**** Exercise inputs ****
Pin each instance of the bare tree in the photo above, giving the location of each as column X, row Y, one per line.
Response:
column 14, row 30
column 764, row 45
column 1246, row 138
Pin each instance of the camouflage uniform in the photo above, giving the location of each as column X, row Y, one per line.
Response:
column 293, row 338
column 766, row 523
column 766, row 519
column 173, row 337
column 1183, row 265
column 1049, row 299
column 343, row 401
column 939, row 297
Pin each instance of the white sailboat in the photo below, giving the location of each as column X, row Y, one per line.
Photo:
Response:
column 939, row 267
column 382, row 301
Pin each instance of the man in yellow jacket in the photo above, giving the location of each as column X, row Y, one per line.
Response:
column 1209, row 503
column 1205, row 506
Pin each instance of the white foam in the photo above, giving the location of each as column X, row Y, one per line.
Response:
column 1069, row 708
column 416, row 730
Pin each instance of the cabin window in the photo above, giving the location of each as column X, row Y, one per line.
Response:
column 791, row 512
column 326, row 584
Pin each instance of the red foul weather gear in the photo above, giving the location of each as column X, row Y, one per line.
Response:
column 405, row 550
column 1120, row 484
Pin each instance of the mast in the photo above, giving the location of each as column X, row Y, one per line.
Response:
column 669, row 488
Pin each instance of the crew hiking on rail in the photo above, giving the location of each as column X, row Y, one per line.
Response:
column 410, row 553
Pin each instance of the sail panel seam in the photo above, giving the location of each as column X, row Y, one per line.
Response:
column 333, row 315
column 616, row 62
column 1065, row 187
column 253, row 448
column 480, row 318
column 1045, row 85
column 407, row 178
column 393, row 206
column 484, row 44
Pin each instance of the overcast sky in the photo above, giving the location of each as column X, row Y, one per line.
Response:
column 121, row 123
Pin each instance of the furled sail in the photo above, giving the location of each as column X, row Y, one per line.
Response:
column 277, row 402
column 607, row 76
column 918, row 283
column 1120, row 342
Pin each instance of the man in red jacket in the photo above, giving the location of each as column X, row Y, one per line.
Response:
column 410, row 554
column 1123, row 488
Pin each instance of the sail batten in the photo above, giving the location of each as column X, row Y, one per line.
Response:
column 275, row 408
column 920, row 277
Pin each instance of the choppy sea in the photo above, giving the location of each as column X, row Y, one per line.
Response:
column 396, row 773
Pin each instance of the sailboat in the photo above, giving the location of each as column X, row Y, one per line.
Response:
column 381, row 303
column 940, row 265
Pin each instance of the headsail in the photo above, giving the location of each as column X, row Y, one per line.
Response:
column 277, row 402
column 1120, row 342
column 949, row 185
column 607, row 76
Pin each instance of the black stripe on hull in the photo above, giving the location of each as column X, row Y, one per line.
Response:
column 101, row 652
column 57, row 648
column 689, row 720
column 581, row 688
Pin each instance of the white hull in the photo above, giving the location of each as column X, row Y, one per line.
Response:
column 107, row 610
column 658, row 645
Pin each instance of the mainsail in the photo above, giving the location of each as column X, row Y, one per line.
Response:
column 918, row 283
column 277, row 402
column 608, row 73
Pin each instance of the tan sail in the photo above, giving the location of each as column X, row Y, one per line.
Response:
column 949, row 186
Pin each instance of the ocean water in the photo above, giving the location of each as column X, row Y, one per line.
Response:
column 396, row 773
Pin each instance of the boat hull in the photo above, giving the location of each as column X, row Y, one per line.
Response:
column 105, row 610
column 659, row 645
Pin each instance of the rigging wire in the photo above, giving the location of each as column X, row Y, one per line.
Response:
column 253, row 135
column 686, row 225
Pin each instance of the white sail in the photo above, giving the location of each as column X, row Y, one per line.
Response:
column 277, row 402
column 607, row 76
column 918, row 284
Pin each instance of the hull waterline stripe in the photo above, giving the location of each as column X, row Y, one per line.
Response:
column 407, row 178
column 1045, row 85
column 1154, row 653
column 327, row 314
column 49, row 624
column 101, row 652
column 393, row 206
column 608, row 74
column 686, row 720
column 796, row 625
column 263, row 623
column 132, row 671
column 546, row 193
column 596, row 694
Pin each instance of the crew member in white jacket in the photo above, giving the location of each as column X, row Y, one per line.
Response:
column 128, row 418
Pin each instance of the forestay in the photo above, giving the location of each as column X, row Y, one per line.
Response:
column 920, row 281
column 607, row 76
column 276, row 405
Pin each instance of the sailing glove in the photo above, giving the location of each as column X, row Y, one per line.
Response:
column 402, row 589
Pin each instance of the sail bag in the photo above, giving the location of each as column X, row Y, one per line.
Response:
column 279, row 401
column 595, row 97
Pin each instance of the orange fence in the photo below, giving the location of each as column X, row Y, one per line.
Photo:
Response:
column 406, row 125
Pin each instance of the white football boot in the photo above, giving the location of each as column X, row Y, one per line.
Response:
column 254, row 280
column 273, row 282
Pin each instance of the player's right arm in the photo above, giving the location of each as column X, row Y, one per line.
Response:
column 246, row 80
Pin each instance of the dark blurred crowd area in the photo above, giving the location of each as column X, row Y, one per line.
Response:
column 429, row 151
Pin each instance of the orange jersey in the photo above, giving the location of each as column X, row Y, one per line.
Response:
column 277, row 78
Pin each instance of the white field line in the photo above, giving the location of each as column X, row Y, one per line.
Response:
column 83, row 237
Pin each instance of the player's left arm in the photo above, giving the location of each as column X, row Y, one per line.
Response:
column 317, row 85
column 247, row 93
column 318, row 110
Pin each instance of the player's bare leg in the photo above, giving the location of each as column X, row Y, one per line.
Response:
****
*Description of the task:* Rewrite the records from the start through the line containing "column 382, row 301", changing "white sailboat" to "white yacht" and leaving everything else as it is.

*Expected answer:*
Pin each instance of the bare tree in the photo above, giving the location of each as column X, row Y, one per line.
Response:
column 14, row 30
column 764, row 45
column 1246, row 138
Pin each instance of the camouflage uniform in the photo above, giving the location of each as column X, row Y, one per line.
Response:
column 293, row 338
column 766, row 523
column 766, row 519
column 173, row 337
column 1183, row 265
column 1049, row 299
column 343, row 401
column 939, row 297
Pin each instance of the white yacht in the photo below, giving the location of each as column X, row Y, one per line.
Photo:
Response:
column 939, row 267
column 382, row 301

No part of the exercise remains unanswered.